Material to process:
(begin)
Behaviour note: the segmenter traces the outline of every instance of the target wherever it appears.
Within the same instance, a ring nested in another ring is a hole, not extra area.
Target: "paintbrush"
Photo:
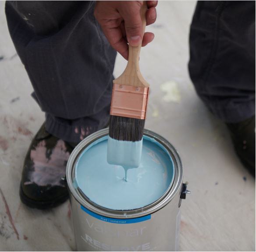
[[[146,25],[147,7],[141,9],[143,34]],[[142,152],[149,84],[139,70],[141,45],[129,45],[127,66],[123,74],[113,80],[110,106],[107,160],[109,164],[138,167]]]

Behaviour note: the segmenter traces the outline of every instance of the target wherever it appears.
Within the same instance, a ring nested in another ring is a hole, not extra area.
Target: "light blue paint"
[[[138,168],[128,170],[107,161],[108,136],[95,141],[82,153],[75,164],[78,187],[90,200],[115,210],[140,208],[166,191],[174,178],[172,160],[154,139],[143,136],[142,160]]]
[[[110,164],[121,165],[126,172],[130,168],[137,168],[141,160],[142,141],[142,139],[136,142],[119,141],[109,136],[107,162]]]

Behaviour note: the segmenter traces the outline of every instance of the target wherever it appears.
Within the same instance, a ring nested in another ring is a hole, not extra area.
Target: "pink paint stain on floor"
[[[8,149],[8,147],[7,140],[0,136],[0,148],[4,151]]]
[[[46,157],[47,150],[44,140],[40,142],[35,150],[30,152],[30,158],[34,164],[34,171],[29,174],[29,181],[24,183],[35,183],[41,186],[58,186],[64,187],[61,178],[66,174],[66,165],[70,154],[64,142],[58,140],[52,150],[50,158]]]
[[[83,140],[92,133],[92,128],[90,126],[89,127],[82,126],[81,130],[78,126],[76,126],[75,128],[75,133],[76,134],[80,133],[79,138],[80,140]]]

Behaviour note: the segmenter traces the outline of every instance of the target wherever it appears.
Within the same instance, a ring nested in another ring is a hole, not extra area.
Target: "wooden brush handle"
[[[146,27],[146,12],[147,6],[146,1],[143,1],[140,10],[140,15],[142,22],[143,35]],[[129,45],[129,56],[127,66],[124,73],[117,78],[114,80],[114,84],[128,85],[135,87],[148,87],[149,84],[142,77],[139,70],[139,60],[142,44],[138,46],[132,46]]]

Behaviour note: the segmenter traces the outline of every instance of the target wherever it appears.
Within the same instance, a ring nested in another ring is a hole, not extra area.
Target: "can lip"
[[[89,210],[100,215],[114,218],[126,219],[141,217],[152,214],[169,203],[178,192],[182,184],[183,174],[181,161],[176,149],[166,139],[156,133],[146,129],[144,130],[143,135],[152,137],[161,144],[168,151],[174,164],[174,179],[167,190],[159,199],[147,206],[137,209],[113,210],[95,204],[87,198],[79,189],[75,189],[73,182],[75,164],[77,158],[85,147],[97,139],[108,135],[108,128],[106,128],[92,134],[82,141],[72,152],[68,161],[66,171],[67,182],[70,193],[78,203]]]

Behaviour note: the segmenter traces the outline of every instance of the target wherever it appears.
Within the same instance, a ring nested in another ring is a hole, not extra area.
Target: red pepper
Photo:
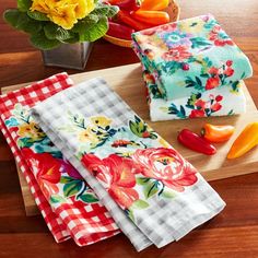
[[[146,24],[146,23],[143,23],[143,22],[138,22],[136,21],[133,17],[130,16],[130,14],[126,11],[119,11],[118,14],[117,14],[117,17],[120,22],[129,25],[130,27],[137,30],[137,31],[142,31],[142,30],[145,30],[145,28],[149,28],[151,27],[152,25],[151,24]]]
[[[216,153],[216,149],[211,143],[188,129],[183,129],[179,132],[177,140],[183,145],[192,151],[200,152],[207,155],[213,155]]]
[[[167,8],[169,0],[143,0],[141,9],[161,11]]]
[[[120,9],[124,9],[126,11],[134,11],[140,8],[137,4],[136,0],[109,0],[108,2],[113,5],[117,5]]]
[[[145,11],[139,9],[131,15],[140,22],[146,22],[152,25],[162,25],[169,22],[168,13],[162,11]]]
[[[113,37],[118,37],[127,40],[131,40],[131,34],[136,31],[126,25],[121,25],[115,22],[108,22],[109,28],[107,31],[107,35]]]

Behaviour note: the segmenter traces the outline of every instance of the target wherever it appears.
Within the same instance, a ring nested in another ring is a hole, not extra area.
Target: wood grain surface
[[[2,0],[0,13],[15,7],[15,2]],[[180,0],[178,3],[181,19],[214,14],[247,54],[254,77],[246,80],[246,84],[258,106],[258,1]],[[12,30],[2,20],[0,33],[0,87],[37,81],[63,71],[44,67],[40,51],[30,45],[27,36]],[[95,43],[85,71],[134,62],[138,59],[131,49],[102,39]],[[70,74],[78,72],[66,71]],[[83,248],[72,241],[56,244],[42,216],[25,215],[15,163],[0,136],[0,257],[258,257],[258,174],[212,181],[211,186],[226,201],[225,210],[178,243],[162,249],[150,247],[137,254],[121,234]]]

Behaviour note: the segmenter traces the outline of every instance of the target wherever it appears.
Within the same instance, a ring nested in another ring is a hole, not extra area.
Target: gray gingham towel
[[[32,115],[138,250],[151,242],[162,247],[178,241],[225,207],[196,168],[102,79],[56,94]]]

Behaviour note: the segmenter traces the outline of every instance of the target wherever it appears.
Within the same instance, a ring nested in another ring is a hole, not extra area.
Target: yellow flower
[[[17,134],[23,138],[31,138],[34,141],[43,139],[46,134],[35,122],[23,124],[19,127]]]
[[[33,0],[31,11],[45,13],[55,24],[70,30],[94,8],[94,0]]]
[[[78,22],[75,7],[75,4],[59,7],[57,11],[51,11],[48,17],[62,28],[70,30]]]
[[[77,19],[85,17],[95,8],[94,0],[71,0],[71,3],[77,4],[74,10]]]
[[[179,28],[185,33],[199,33],[203,30],[204,21],[202,20],[186,20],[179,24]]]

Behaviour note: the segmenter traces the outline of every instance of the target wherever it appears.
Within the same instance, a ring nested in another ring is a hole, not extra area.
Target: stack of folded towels
[[[55,239],[122,232],[163,247],[216,215],[220,196],[96,78],[67,73],[0,96],[1,130]]]
[[[211,15],[132,34],[151,120],[243,114],[250,62]]]

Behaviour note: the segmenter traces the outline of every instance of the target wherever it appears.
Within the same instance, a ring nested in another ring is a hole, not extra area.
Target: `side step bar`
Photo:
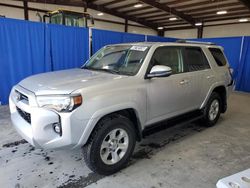
[[[192,111],[174,118],[170,118],[152,125],[149,125],[144,128],[142,131],[142,136],[149,136],[161,130],[173,127],[175,125],[184,125],[196,120],[199,120],[204,117],[204,114],[201,110]]]

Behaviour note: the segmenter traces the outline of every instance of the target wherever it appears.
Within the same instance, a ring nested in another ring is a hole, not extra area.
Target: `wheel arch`
[[[211,87],[206,99],[204,100],[204,102],[201,105],[201,109],[205,108],[205,106],[206,106],[206,104],[207,104],[207,102],[208,102],[208,100],[213,92],[218,93],[219,96],[221,97],[221,102],[222,102],[221,113],[225,113],[227,110],[227,89],[226,89],[226,86],[223,84],[216,84],[216,85],[214,85],[214,87]]]

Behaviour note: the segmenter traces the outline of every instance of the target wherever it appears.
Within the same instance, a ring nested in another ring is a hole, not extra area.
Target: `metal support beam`
[[[189,16],[189,15],[186,15],[182,12],[179,12],[179,11],[175,10],[174,8],[170,8],[166,4],[158,3],[158,2],[152,1],[152,0],[140,0],[140,1],[152,6],[154,8],[160,9],[164,12],[174,14],[174,15],[178,16],[179,18],[185,20],[186,22],[190,23],[192,26],[195,25],[195,19],[192,16]]]
[[[198,39],[203,38],[203,26],[198,27],[198,29],[197,29],[197,38]]]
[[[158,32],[157,32],[157,34],[158,34],[158,36],[160,36],[160,37],[164,37],[164,30],[162,29],[162,30],[158,30]]]
[[[250,1],[249,0],[239,0],[250,10]]]
[[[128,32],[128,19],[125,19],[125,28],[124,31],[127,33]]]
[[[18,1],[20,1],[20,0],[18,0]],[[45,0],[27,0],[27,1],[28,2],[34,2],[34,3],[45,3]],[[53,0],[46,0],[46,3],[47,4],[57,4],[57,5],[68,5],[68,6],[81,6],[81,7],[84,6],[83,1],[72,1],[71,2],[71,1],[61,0],[61,1],[57,1],[55,3]],[[107,14],[111,14],[113,16],[117,16],[117,17],[120,17],[120,18],[123,18],[123,19],[128,19],[128,20],[140,23],[142,25],[145,25],[145,26],[147,26],[149,28],[152,28],[154,30],[156,30],[157,27],[158,27],[157,24],[147,22],[147,21],[145,21],[143,19],[138,19],[138,18],[135,18],[133,16],[124,15],[123,13],[120,13],[120,12],[114,10],[114,9],[108,9],[106,7],[103,7],[102,5],[93,4],[93,1],[88,1],[88,8],[94,9],[94,10],[97,10],[97,11],[101,11],[101,12],[104,12],[104,13],[107,13]]]
[[[24,19],[29,20],[29,9],[27,0],[23,0],[23,10],[24,10]]]

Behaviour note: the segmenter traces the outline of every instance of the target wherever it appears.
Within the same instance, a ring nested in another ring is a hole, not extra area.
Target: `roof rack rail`
[[[188,44],[216,45],[213,42],[191,41],[191,40],[184,40],[184,39],[177,40],[176,42],[177,43],[188,43]]]

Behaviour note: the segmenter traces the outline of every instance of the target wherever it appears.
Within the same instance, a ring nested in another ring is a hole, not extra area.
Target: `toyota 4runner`
[[[81,68],[22,80],[9,105],[13,125],[30,144],[81,147],[88,167],[107,175],[126,165],[136,141],[158,122],[214,125],[231,85],[223,48],[212,43],[117,44]]]

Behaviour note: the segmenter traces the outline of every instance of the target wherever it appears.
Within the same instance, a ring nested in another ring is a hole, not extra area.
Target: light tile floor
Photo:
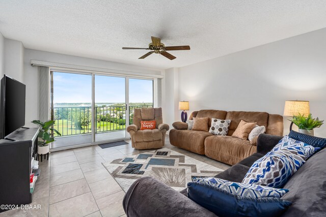
[[[126,141],[128,144],[112,148],[94,145],[51,153],[48,161],[39,162],[41,175],[31,204],[40,204],[41,209],[11,210],[0,217],[126,216],[122,207],[125,192],[102,162],[147,151],[135,150],[130,140]],[[174,147],[168,138],[165,147],[221,169],[230,167]]]

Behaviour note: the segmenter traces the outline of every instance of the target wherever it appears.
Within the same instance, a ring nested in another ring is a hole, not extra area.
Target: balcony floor
[[[96,142],[100,142],[102,141],[124,138],[125,137],[125,134],[126,132],[124,130],[99,133],[95,134],[95,141]],[[58,137],[56,137],[55,139],[56,141],[53,142],[50,147],[51,148],[90,143],[92,142],[92,134],[79,134],[73,136]]]

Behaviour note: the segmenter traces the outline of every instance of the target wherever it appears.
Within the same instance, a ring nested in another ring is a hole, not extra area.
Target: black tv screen
[[[0,138],[25,125],[25,84],[6,75],[1,79]]]

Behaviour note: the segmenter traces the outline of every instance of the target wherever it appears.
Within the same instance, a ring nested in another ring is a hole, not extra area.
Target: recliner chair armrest
[[[184,122],[176,121],[172,123],[172,126],[176,130],[187,130],[188,124]]]
[[[266,154],[277,145],[283,137],[269,134],[260,134],[257,140],[257,152]]]
[[[169,130],[169,129],[170,129],[170,127],[169,126],[169,125],[168,125],[166,123],[160,123],[157,126],[157,129],[159,131],[161,131],[163,129],[166,129],[167,130],[167,131],[168,131]]]
[[[127,128],[127,131],[129,133],[130,131],[133,130],[134,132],[137,132],[138,128],[135,125],[131,125],[128,126]]]

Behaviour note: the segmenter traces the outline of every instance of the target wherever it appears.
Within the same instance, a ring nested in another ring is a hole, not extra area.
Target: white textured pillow
[[[251,131],[248,135],[248,139],[250,142],[252,141],[254,138],[257,136],[260,135],[265,132],[265,126],[259,127],[258,125],[256,125],[256,127]]]
[[[186,122],[188,124],[188,130],[191,130],[194,126],[194,120],[188,120]]]

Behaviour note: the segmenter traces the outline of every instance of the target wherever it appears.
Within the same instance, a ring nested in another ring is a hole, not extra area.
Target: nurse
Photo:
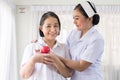
[[[100,19],[95,5],[90,1],[78,4],[74,8],[73,19],[76,29],[67,38],[71,59],[58,57],[74,70],[71,80],[103,80],[101,57],[104,40],[95,29]]]

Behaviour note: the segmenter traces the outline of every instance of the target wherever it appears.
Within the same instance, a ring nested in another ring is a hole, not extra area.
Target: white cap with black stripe
[[[90,1],[81,2],[81,6],[88,15],[88,17],[92,17],[94,14],[96,14],[95,5],[92,2]]]

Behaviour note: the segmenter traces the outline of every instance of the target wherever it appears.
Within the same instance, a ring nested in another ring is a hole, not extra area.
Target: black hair
[[[89,5],[90,5],[91,8],[93,9],[93,11],[96,13],[96,14],[94,14],[93,17],[92,17],[92,18],[93,18],[92,24],[93,24],[93,26],[94,26],[94,25],[97,25],[97,24],[99,23],[100,16],[97,14],[96,8],[93,7],[92,4],[91,4],[89,1],[87,1],[87,2],[89,3]],[[76,10],[76,9],[79,10],[80,13],[81,13],[83,16],[85,16],[85,18],[89,18],[88,14],[85,12],[85,10],[84,10],[83,7],[81,6],[81,4],[76,5],[75,8],[74,8],[74,10]]]
[[[58,24],[59,24],[59,29],[61,29],[61,23],[60,23],[60,20],[59,20],[59,17],[52,11],[48,11],[46,13],[44,13],[41,17],[41,20],[40,20],[40,27],[43,26],[44,24],[44,21],[48,18],[48,17],[54,17],[58,20]],[[43,32],[39,29],[39,34],[41,37],[44,37],[44,34]]]

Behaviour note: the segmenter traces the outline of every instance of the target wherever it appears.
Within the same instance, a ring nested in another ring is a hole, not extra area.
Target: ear
[[[39,30],[41,30],[41,31],[42,31],[42,26],[39,26]]]

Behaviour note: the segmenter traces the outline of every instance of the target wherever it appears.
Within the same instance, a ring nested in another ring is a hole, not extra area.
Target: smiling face
[[[78,9],[73,12],[74,24],[78,30],[87,31],[90,28],[90,18],[83,16]]]
[[[48,17],[41,26],[41,31],[43,32],[45,39],[55,40],[60,33],[58,20],[54,17]]]

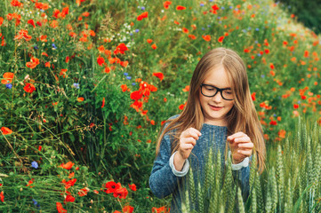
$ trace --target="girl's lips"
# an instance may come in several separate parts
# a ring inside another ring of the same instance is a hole
[[[221,109],[222,109],[222,106],[212,106],[210,105],[211,109],[214,110],[214,111],[219,111]]]

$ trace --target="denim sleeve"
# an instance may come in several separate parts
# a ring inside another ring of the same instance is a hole
[[[252,156],[250,156],[250,162]],[[234,178],[240,185],[242,190],[243,201],[246,201],[250,193],[250,164],[247,167],[244,167],[239,170],[233,170]]]
[[[150,190],[158,198],[164,198],[173,193],[177,188],[179,179],[181,178],[173,174],[169,163],[170,157],[170,137],[165,135],[149,177]]]

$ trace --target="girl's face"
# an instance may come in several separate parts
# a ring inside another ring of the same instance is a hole
[[[223,94],[225,99],[230,99],[231,96],[233,99],[231,84],[224,67],[220,67],[210,70],[202,83],[219,89],[230,89],[221,92],[218,91],[213,97],[206,97],[203,94],[213,95],[216,90],[214,87],[202,86],[199,91],[199,101],[203,111],[204,122],[216,126],[227,126],[226,114],[233,107],[234,100],[226,100],[221,97],[221,94]]]

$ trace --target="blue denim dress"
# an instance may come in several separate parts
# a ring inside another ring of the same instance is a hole
[[[177,116],[173,116],[171,119]],[[188,159],[189,167],[193,170],[194,180],[197,181],[197,178],[199,178],[200,183],[204,182],[205,160],[207,151],[211,146],[216,152],[220,150],[221,154],[221,168],[224,168],[227,131],[228,128],[224,126],[203,124],[202,135],[197,140],[197,144]],[[169,134],[165,134],[161,141],[160,151],[154,161],[154,166],[149,177],[149,187],[158,198],[165,198],[173,194],[171,212],[181,212],[181,195],[185,193],[184,185],[186,185],[185,181],[187,178],[185,177],[177,177],[173,172],[170,166],[171,154],[171,137]],[[234,170],[232,174],[234,178],[238,179],[240,183],[244,199],[247,199],[249,194],[250,166],[244,167],[239,170]]]

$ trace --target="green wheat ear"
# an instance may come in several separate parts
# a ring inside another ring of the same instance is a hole
[[[254,154],[252,155],[252,161],[251,161],[250,179],[249,179],[250,193],[253,187],[255,173],[256,173],[256,154]]]
[[[292,209],[293,208],[293,188],[291,185],[291,178],[287,180],[287,186],[286,186],[286,195],[285,201],[285,213],[291,213]]]
[[[197,185],[197,195],[198,195],[198,212],[202,213],[205,212],[205,209],[204,209],[204,197],[203,197],[203,193],[202,193],[202,187],[201,187],[201,184],[198,181],[198,185]]]
[[[223,201],[228,204],[229,197],[231,195],[232,192],[232,184],[233,184],[233,176],[231,170],[231,158],[228,158],[228,164],[225,167],[225,178],[224,178],[224,185],[223,185]]]
[[[283,166],[282,148],[281,146],[277,146],[277,190],[279,194],[279,201],[282,207],[285,194],[285,174]]]
[[[234,205],[236,203],[236,193],[237,193],[237,186],[232,185],[233,187],[230,189],[229,195],[229,209],[228,213],[233,213],[234,211]],[[242,200],[243,202],[243,200]]]
[[[255,180],[255,182],[258,181],[257,179]],[[256,187],[253,187],[252,192],[252,213],[256,213],[257,211],[257,201],[256,201]]]
[[[256,192],[256,200],[258,203],[259,209],[264,209],[264,201],[262,195],[262,188],[261,186],[261,177],[259,172],[256,172],[256,178],[255,178],[255,192]]]
[[[242,193],[241,193],[241,188],[240,187],[237,187],[237,201],[238,201],[239,213],[245,213],[245,205],[244,205],[244,202],[243,202]]]
[[[221,152],[219,151],[215,160],[215,187],[213,187],[213,200],[214,200],[214,208],[216,211],[220,211],[221,207]]]
[[[194,182],[194,175],[193,175],[193,170],[190,167],[189,172],[189,190],[191,199],[191,208],[195,207],[195,204],[197,202],[197,193],[195,192],[195,182]]]

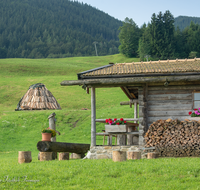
(end)
Goal:
Extract from the listing every line that contains the string "girl", matching case exactly.

Task answer:
$ trace --target="girl's lips"
$ trace --target="girl's face"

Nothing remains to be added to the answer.